EXTRAIT À LIRE:
++++++++

L'opposition se frotte les mains... et tire à boulets rouges sur le pouvoir désuni

L’opposition boit du petit lait. Les disputes des dirigeants la mettent aux anges. D’autant que dans le feu de leurs déclarations contradictoires, ils se laissent aller à de lourds aveux indirects et même parfois très explicites, comme lorsque M. Nabih Berry bat sa coulpe pour sa responsabilité dans la création de ce monstre tricéphale qu’est la troïka...
Commentant ainsi les réflexions de M. Elias Hraoui sur la «réconciliation nationale», développées au cours de l’iftar de Dar el-Fatwa — alors que M. Nabih Berry lui tournait ostensiblement le dos! — une personnalité de l’Est se demande si elle n’a pas «la berlue...» et affirme ne pas en croire ses oreilles:
«Mais qui donc d’autre que le pouvoir est responsable, s’exclame-t-elle, de la déchirure nationale? Qui donc a rayé de la carte toute possibilité d’entente et, partant, d’édification d’un véritable Etat de droit, souverain, indépendant, égalitaire, respectueux des libertés comme des droits de l’homme? Qui donc a tronqué et dévié les accords de Taëf dont on n’a appliqué que les clauses favorisant une partie, les autres restant lettre morte ou se trouvant détournées d’une manière discriminatoire flagrante comme dans l’exécution du fameux plan de sécurité initial et dans la dissolution des milices? Qui donc a rejeté dans l’exclusion une bonne moitié du pays politique, la plongeant dans la morosité déçue et la poussant à l’exil? Qui donc se place au-dessus des lois, qui donc a organisé à deux reprises des élections législatives pourries à la base, qui avait accepté auparavant le diktat imposant le parachutage de membres nommés au sein du Parlement? Qui s’acharne sur la partie affaiblie par l’hostilité des décideurs, qui persiste à ordonner ou à couvrir des rafles là où il ne faut pas, simplement par souci de constance dans l’oppression? Qui poursuit avec hargne une politique de vindicte pour mieux faire sentir à la partie même pour qui cette patrie a été créée qu’elle est définitivement vaincue? Qui empêche, sous d’innombrables prétextes, la normalisation des relations internes par la participation de tous à la vie politique comme aux institutions? On nous rebat régulièrement les oreilles avec des slogans creux sur l’unité nationale, sans rien faire pour la réaliser...»

Deux points de
vue de l’intérieur

A ce propos, on relève que le député du Nord (Bécharré), Kabalan Issa el-Khoury — qu’on ne peut accuser de parti-pris chauvin en faveur de l’Est —, appelle à l’organisation d’un congrès général auquel participeraient, outre la Chambre, «des pôles divers loyalistes et opposants en vue d’une réconciliation nationale fondée sur des bases solides, des points d’accord précis permettant l’édification d’un Etat des institutions épuré de toute hégémonie individuelle, un Etat qui veillerait à ce que le Liban soit vraiment une patrie pour tous ses fils, où aucune composante essentielle ne se considérerait lésée par des déséquilibres...» En bon parlementaire, M. Issa el-Khoury recommande le retour à l’exercice d’une saine démocratie fondée sur les équilibres et sur le principe du consensus entre toutes les familles spirituelles du Liban.

++++++++

LIGNES EXTRAITES:

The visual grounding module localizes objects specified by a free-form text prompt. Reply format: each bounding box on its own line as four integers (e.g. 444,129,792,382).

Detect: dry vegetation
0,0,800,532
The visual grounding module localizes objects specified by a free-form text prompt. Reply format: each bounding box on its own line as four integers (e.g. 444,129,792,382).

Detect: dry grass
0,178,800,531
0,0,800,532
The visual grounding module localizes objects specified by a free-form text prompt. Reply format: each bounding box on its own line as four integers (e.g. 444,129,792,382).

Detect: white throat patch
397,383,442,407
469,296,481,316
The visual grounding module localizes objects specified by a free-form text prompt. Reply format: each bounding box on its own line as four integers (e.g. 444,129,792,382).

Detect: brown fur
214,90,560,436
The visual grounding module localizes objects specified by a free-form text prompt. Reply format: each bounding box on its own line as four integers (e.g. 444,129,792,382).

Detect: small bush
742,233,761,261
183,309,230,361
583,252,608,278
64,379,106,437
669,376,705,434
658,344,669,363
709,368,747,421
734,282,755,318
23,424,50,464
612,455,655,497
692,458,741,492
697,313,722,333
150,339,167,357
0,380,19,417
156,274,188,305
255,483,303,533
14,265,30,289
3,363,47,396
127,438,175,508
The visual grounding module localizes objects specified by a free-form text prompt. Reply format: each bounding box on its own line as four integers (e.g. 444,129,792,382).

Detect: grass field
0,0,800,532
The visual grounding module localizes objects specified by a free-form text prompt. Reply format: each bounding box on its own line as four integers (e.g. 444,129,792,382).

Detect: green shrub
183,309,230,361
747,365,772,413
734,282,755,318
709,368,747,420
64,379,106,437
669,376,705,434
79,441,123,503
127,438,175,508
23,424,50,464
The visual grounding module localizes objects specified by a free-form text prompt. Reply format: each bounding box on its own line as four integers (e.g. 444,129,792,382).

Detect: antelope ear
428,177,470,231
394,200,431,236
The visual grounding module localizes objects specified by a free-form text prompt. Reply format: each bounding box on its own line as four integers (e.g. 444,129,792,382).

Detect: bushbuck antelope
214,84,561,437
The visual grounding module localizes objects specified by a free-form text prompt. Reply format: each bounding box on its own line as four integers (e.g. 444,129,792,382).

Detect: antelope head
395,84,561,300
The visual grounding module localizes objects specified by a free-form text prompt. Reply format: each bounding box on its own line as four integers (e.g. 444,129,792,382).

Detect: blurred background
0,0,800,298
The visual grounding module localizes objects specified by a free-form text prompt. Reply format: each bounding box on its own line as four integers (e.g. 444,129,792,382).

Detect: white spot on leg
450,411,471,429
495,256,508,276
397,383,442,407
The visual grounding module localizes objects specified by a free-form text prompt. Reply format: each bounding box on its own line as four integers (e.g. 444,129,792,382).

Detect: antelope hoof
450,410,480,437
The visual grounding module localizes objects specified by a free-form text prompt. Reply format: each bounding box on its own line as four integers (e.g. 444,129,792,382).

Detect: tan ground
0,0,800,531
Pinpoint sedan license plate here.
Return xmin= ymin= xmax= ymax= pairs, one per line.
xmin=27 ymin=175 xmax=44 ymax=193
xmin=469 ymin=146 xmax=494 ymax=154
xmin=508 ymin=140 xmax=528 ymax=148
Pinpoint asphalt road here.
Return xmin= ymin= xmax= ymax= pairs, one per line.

++++++++

DÉTAILS DE L'EXERCICE: Recopiez, dans l'article sur l'opposition, le passage qui va de « L'opposition se frotte » jusqu'à « qu’est la troïka... ». Seul l'article doit vous servir de source.

RÉPONSE CI-DESSOUS:
L'opposition se frotte les mains... et tire à boulets rouges sur le pouvoir désuni

L’opposition boit du petit lait. Les disputes des dirigeants la mettent aux anges. D’autant que dans le feu de leurs déclarations contradictoires, ils se laissent aller à de lourds aveux indirects et même parfois très explicites, comme lorsque M. Nabih Berry bat sa coulpe pour sa responsabilité dans la création de ce monstre tricéphale qu’est la troïka...